Father then filed a petition for a judgment notwithstanding the verdict or, in the alternative, a new
trial arguing that since both parents had custody of one child and had similar earning abilities, Father should
not have been required to make child support payments to Mother. Father also argued that he should not
have been ordered to pay the child support arrearage. The chancellor denied Father’s petition in February
2004.
¶7.
Aggrieved by the chancellor’s decision, Father appeals asserting that the chancellor erred in
modifying the original decree without creating a record.
DISCUSSION
¶8.
We need not recount the respective parties’ arguments because the inescapable fact of this appeal
is that the record contains neither a transcript of any proceedings in the trial court, nor any factual or legal
foundation for the chancellor’s decision to modify the original decree. As a result, we have no basis
whatsoever for determining whether the chancellor’s decisions regarding the issues of child custody and
payment of past and future child support were appropriate.

> The tasks
(1) In the child support appeal passage, retype the text starting at "Father then filed" and ending at "creating a record.".
(2) Extend the child support appeal passage from its last sentence onward.

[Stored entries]
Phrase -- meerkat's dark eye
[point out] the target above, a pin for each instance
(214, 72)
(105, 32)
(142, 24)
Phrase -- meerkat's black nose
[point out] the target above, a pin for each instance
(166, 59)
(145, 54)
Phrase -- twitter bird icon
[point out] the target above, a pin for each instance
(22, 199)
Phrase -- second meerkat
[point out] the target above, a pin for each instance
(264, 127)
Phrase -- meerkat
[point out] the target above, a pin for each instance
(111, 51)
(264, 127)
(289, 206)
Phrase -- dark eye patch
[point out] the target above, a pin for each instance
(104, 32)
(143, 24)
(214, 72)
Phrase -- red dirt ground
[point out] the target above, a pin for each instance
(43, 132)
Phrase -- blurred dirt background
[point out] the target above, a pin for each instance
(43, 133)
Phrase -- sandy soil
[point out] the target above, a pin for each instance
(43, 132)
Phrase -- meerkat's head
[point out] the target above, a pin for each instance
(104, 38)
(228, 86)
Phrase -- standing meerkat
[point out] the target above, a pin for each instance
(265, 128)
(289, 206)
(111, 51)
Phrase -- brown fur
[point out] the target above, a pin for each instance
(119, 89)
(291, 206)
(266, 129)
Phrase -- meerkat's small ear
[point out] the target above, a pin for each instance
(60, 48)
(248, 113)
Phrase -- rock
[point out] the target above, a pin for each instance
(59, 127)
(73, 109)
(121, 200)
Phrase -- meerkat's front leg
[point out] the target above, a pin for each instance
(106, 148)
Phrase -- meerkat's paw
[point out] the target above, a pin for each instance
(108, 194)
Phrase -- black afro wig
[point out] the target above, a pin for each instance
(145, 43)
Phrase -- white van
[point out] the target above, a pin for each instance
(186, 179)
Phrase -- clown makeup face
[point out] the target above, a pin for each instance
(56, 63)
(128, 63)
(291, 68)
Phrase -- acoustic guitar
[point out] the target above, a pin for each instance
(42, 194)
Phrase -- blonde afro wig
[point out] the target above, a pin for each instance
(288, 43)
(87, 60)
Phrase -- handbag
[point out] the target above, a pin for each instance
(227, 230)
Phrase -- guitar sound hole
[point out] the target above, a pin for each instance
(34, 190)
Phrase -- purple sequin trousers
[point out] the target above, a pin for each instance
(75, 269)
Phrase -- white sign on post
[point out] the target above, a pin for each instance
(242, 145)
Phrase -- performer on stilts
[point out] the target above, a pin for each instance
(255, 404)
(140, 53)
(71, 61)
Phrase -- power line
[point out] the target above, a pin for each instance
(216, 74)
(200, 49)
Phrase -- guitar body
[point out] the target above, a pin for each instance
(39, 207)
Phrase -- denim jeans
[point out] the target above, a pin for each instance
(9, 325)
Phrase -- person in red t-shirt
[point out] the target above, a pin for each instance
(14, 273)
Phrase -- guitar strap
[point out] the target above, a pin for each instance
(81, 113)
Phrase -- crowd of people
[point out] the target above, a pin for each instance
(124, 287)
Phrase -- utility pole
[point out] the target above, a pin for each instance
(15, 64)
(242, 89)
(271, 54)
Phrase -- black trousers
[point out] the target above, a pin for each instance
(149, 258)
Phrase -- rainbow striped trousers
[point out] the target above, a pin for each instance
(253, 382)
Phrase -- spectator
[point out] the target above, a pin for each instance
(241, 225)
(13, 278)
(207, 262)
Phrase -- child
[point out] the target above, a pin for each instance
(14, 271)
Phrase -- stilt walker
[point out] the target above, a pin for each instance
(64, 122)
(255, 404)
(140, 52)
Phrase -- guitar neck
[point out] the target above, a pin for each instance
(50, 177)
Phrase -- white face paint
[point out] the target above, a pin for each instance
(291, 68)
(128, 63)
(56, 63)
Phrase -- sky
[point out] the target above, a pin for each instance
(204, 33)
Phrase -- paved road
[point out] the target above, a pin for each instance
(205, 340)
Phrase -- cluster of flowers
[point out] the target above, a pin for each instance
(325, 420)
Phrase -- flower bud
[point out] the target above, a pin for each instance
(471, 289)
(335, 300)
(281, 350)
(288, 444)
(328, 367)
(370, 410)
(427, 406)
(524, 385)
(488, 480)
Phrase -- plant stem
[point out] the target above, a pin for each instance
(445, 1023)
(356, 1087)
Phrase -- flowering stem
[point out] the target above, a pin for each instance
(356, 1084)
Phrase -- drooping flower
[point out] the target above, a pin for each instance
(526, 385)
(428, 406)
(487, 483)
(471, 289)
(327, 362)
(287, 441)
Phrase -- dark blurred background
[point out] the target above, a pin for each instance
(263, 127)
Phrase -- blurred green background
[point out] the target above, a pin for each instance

> Answers to the problems
(1)
Father then filed a petition for a judgment notwithstanding the verdict or, in the alternative, a new
trial arguing that since both parents had custody of one child and had similar earning abilities, Father should
not have been required to make child support payments to Mother. Father also argued that he should not
have been ordered to pay the child support arrearage. The chancellor denied Father’s petition in February
2004.
¶7.
Aggrieved by the chancellor’s decision, Father appeals asserting that the chancellor erred in
modifying the original decree without creating a record.

(2)
¶9.
Unif. Ch. Ct. R. 5.02 states that “[e]very [j]udgment shall adjudicate such facts as to show that the
[trial] court has lawful authority to render it.” Consistent with M.R.C.P. 52, Unif. Ch. Ct. R. 4.01 and 4.02
allow the chancellor to create either an oral or a written record at his discretion. However, these rules
require that if the chancellor opts for an oral opinion, it must be transcribed for the record. Regardless of
the form in which the chancellor issues his opinion, the rules clearly require that a record be made.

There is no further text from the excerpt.